> **Set of tasks**
- 1) Rewrite the forum thread about the DFIT calculator from "I was just playing" down to "the 4 tests.", replacing "calculator" with "tool".
- 2) Summarize the forum thread about the DFIT calculator in two sentences.

I was just playing around with dfit calculator and noticed something interesting.

I put in the lowest score (highest times) you can get for each of the 4 tests. 
At my age (29), if my waist is 117cm I pass, but my "star" is right on the pass/fail line. If I Increase my waist to 118cm, I fail. 

What is interesting is that, keeping all other values constant, if I change my age, it increases my health-related fitness.

So, a 55 year old with those same times can have a 147cm waist and still be consdiered "health-realtedly fit", but a 29 year old with a 118cm waist is "health-relatedly unfit."

I guess they factored in the extra weight that comes with the promotion to PO2... >


----------



## donaldk

ArmyVern said:
			
		

> You know what? I work hard too; only some of that occurs at the gym.
> 
> Come one over and clear up our end-FY contracts and LPOs for us red trade people, get all the other major EX prep crap done, the reports written, Material Attestations done, Material Accountability Reports done, link up on my behalf with the Auditor General's folks who are here today, etc etc and I'll be more than happy to take your spot in the gym.   :
> 
> "Gifted" my butt.  Hard work is rewarded, but hard work doesn't happen only in the gym.  Some of us work hard every day paying the bills etc just to keep those lights on in the gym.

> **Source excerpt**
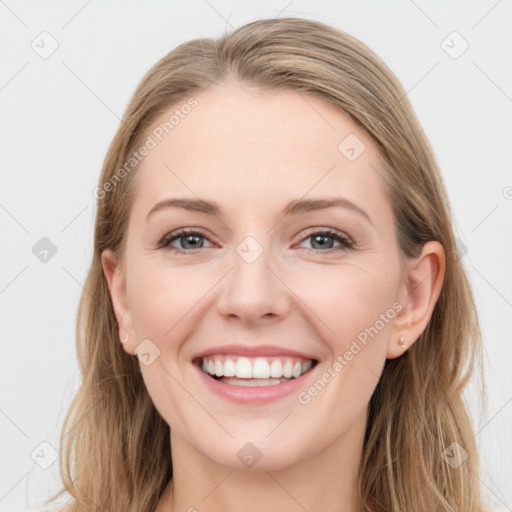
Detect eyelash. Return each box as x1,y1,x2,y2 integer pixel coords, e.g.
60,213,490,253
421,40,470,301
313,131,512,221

> **Replies**
- 1)
I was just playing around with dfit tool and noticed something interesting.

I put in the lowest score (highest times) you can get for each of the 4 tests.

- 2) With the lowest possible score entered for each of the four DFIT tests, a 29-year-old passes with a 117 cm waist but fails at 118 cm, while a 55-year-old with the same times can have a 147 cm waist and still count as health-relatedly fit. A quoted reply from ArmyVern says hard work doesn't happen only in the gym and points to jobs like clearing end-of-year contracts, writing reports and meeting with auditors.